**GOAL OF THE EXERCISE:** Reproduce each of the following entries line for line, without changing anything.

**MATERIAL PROVIDED:**
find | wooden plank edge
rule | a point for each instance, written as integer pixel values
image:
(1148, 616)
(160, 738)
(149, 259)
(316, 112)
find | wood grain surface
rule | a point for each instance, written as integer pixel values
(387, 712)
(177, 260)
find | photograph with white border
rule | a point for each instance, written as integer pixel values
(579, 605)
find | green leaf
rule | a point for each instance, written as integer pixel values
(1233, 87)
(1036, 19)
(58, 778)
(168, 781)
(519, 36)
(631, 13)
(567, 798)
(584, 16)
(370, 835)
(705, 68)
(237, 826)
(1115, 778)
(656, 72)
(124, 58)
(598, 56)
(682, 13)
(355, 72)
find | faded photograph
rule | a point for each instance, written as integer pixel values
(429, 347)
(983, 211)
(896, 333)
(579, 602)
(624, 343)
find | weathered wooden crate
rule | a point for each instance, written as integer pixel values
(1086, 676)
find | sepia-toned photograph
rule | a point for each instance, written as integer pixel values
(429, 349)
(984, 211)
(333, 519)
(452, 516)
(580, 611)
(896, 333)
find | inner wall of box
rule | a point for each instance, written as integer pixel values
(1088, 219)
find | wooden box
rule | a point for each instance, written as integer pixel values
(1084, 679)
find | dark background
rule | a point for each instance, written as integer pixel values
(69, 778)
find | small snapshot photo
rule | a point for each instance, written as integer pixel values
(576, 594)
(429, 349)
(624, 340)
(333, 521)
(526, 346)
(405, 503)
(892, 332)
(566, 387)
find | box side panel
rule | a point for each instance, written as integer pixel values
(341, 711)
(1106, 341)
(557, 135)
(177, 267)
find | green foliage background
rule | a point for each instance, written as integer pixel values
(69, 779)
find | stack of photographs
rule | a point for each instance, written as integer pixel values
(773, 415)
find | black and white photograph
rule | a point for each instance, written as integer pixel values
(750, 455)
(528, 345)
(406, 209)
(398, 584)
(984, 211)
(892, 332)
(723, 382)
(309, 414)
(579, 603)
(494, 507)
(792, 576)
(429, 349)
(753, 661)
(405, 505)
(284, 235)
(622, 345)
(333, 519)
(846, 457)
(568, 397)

**TASK OUTPUT:**
find | wooden plank edge
rule | a point for each instance, written as integer pixel values
image:
(1148, 616)
(160, 738)
(149, 259)
(316, 112)
find | wood grain surface
rule | a point for each instance, written as integer pixel values
(387, 712)
(177, 260)
find | photograph with white border
rule | a point for each instance, written as integer pixel values
(579, 605)
find | green leaf
rule | a point for each instance, written as integer pixel values
(1233, 87)
(1036, 19)
(58, 778)
(168, 781)
(519, 36)
(631, 13)
(567, 798)
(584, 16)
(370, 835)
(705, 68)
(237, 826)
(1115, 778)
(656, 72)
(124, 58)
(598, 56)
(682, 13)
(355, 72)
find | faded photograph
rule | a point for each instance, written as integer pixel values
(429, 347)
(983, 211)
(896, 333)
(579, 602)
(624, 343)
find | weathered wooden crate
rule | a point for each instance, written as integer pixel values
(1086, 676)
find | sepia-toned photograph
rule | a point for each instance, written as integer pixel values
(429, 349)
(984, 211)
(333, 519)
(452, 516)
(580, 611)
(896, 333)
find | inner wall of box
rule | a point for each instance, written as integer pixel values
(1088, 219)
find | wooden box
rule | a point for each instance, written as integer pixel values
(1084, 679)
find | dark background
rule | a point for each instance, written as integer pixel values
(69, 778)
find | small snapshot photo
rule | a point for each instance, written as integer pixel values
(576, 594)
(429, 349)
(624, 340)
(333, 521)
(526, 346)
(405, 503)
(892, 332)
(566, 387)
find | box side panel
rule | a point for each instance, written as integer pixel values
(341, 711)
(1106, 341)
(557, 135)
(177, 267)
find | green foliage background
rule | a point for each instance, written as integer pixel values
(69, 779)
find | stack of photographs
rule | a point for each instance, written as integer pixel values
(773, 415)
find | black and white photograph
rule | a point for each instance, written as integer pixel values
(750, 455)
(528, 345)
(406, 209)
(398, 584)
(984, 211)
(892, 332)
(723, 382)
(309, 414)
(579, 603)
(494, 507)
(792, 576)
(429, 349)
(753, 661)
(405, 505)
(284, 235)
(622, 345)
(333, 519)
(846, 457)
(568, 397)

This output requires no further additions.